** Start of SOURCE DATA **

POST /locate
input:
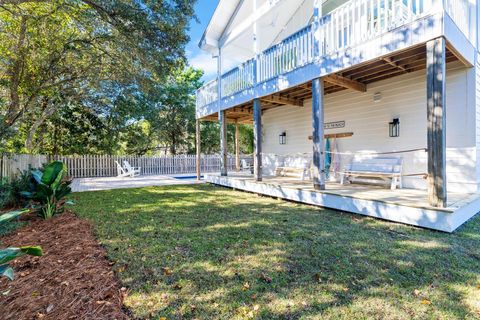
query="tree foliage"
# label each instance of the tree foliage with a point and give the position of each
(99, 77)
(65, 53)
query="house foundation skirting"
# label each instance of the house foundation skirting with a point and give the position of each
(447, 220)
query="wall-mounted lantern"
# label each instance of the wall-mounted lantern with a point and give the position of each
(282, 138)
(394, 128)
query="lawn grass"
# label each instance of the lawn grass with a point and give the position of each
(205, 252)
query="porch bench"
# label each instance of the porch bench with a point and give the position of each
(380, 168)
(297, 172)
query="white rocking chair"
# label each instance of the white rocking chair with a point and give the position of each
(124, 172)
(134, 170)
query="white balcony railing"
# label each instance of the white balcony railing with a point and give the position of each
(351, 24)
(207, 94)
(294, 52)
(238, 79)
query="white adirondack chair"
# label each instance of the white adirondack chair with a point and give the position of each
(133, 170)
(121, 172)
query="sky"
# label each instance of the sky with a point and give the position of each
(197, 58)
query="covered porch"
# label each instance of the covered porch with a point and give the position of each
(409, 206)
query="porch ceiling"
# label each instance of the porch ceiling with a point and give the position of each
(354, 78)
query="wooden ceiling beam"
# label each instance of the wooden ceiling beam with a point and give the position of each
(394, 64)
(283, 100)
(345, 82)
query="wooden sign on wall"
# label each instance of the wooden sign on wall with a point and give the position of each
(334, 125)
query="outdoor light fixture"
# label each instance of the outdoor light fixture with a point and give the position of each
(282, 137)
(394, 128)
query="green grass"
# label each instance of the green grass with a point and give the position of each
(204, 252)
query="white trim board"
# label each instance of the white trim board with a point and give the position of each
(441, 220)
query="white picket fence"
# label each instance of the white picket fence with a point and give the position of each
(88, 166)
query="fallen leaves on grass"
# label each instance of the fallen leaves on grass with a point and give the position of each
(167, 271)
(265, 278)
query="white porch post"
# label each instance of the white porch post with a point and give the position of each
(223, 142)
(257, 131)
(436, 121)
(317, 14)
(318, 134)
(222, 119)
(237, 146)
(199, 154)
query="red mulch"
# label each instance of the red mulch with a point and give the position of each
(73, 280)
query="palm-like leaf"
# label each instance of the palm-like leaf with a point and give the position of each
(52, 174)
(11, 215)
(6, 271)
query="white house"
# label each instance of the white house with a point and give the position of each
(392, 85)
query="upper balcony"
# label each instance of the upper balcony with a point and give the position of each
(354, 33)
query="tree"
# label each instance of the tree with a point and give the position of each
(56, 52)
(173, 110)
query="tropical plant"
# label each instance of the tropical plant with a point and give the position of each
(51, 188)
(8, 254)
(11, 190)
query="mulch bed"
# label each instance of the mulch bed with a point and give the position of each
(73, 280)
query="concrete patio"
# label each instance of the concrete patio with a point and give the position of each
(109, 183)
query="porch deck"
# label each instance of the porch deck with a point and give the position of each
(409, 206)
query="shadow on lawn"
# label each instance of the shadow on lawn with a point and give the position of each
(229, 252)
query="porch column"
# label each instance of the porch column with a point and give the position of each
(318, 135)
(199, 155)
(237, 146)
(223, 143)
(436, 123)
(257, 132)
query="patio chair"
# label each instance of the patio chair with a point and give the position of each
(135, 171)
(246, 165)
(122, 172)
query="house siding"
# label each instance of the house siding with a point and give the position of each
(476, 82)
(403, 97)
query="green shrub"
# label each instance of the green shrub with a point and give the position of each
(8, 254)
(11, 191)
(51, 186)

** End of SOURCE DATA **

● **WHAT YOU HAVE TO DO**
Without the pictures, restate all of the entries above verbatim.

● **RESULT**
POST /locate
input:
query="tree foliage"
# label each instance of the tree foliage with a point and give the position of each
(99, 77)
(65, 53)
query="house foundation skirting"
# label each instance of the house foundation skirting with a point and give the position of each
(447, 220)
query="wall-mounted lantern"
# label each instance of the wall-mounted lantern with a point and give the position of each
(282, 138)
(394, 128)
query="lawn grass"
# label each instance of the lawn grass with a point and give the position of each
(205, 252)
query="porch bench"
# label each instance of the porch bench with a point and give the position of each
(380, 168)
(297, 172)
query="white rocking chair"
# label each instance of the white rocking chair with a point and give the position of each
(124, 172)
(134, 170)
query="white balcony railing"
# label each instance of the white balcony railing with a point and give the position of each
(351, 24)
(207, 94)
(294, 52)
(238, 79)
query="white adirondack chair"
# label each instance of the white adirondack chair with a point and give the position of each
(133, 170)
(121, 172)
query="sky"
# label each instance of the sky with a point and give the position of each
(197, 58)
query="covered porch"
# label each instance of the covered porch with a point and give the position of each
(409, 206)
query="porch ceiling"
# label each instance of the porch ceiling with a point and give the position of each
(354, 78)
query="wooden ceiling beam"
# label each instance of the wooden ceiling beam with a point and give the position of each
(394, 64)
(283, 100)
(345, 82)
query="wooden sign on wall"
# label each instance of the wooden sign on wall with a point and give the position of each
(334, 125)
query="outdoor light fixture"
# label each instance of the outdoor light fixture with a point and give the position of each
(282, 137)
(394, 128)
query="green grass"
# label each instance of the green grass with a point and give the position of each
(204, 252)
query="white trim board"
# label each instance of the white trim board with a point and give the position of each
(441, 220)
query="white picket fence"
# label each instance of the white picket fence with a point and give the position of each
(88, 166)
query="fallen leaves on grass"
# label each instance of the fallen leaves on grass with a point and give the position of each
(167, 271)
(265, 278)
query="white porch post"
# label each instance of the white porch post with a point and give the position of each
(223, 142)
(257, 131)
(436, 121)
(317, 14)
(318, 134)
(222, 119)
(237, 146)
(199, 154)
query="red mulch"
# label each instance of the red mulch with a point and give the position of each
(73, 280)
query="palm-like leaf"
# label each instance of the palm-like leaf with a point and give the position of each
(52, 174)
(11, 215)
(6, 271)
query="white house"
# label each instance of the white house with a point and give the position of each
(392, 85)
query="upper balcony"
# label each instance of the upper balcony with a point and give the position of each
(354, 33)
query="tree"
# label each instance of the tree with a point and give the position of each
(56, 52)
(173, 110)
query="tropical plant"
# label each instance of the tropical plant with a point and give the position of each
(51, 188)
(8, 254)
(11, 190)
query="mulch bed"
# label each instance of the mulch bed with a point and give the position of each
(73, 280)
query="concrete patio"
# label each instance of the concrete patio with a point and give the position of each
(109, 183)
query="porch deck"
# label each instance of the porch deck with a point and give the position of each
(409, 206)
query="shadow on lawn"
# label each instance of the shadow on lawn with a point and give the position of each
(229, 252)
query="porch column"
# label each instance of the porch column with a point and give the position of each
(318, 135)
(199, 155)
(237, 146)
(223, 143)
(436, 123)
(257, 132)
query="patio chair"
# label each instance of the patio chair with a point and give the position of each
(135, 171)
(246, 165)
(122, 172)
query="house siding"
# label each instance of the house siding with a point and give the position of each
(476, 82)
(403, 97)
query="green shrub"
# label each instance of the green shrub with a point and give the position of each
(8, 254)
(11, 191)
(51, 186)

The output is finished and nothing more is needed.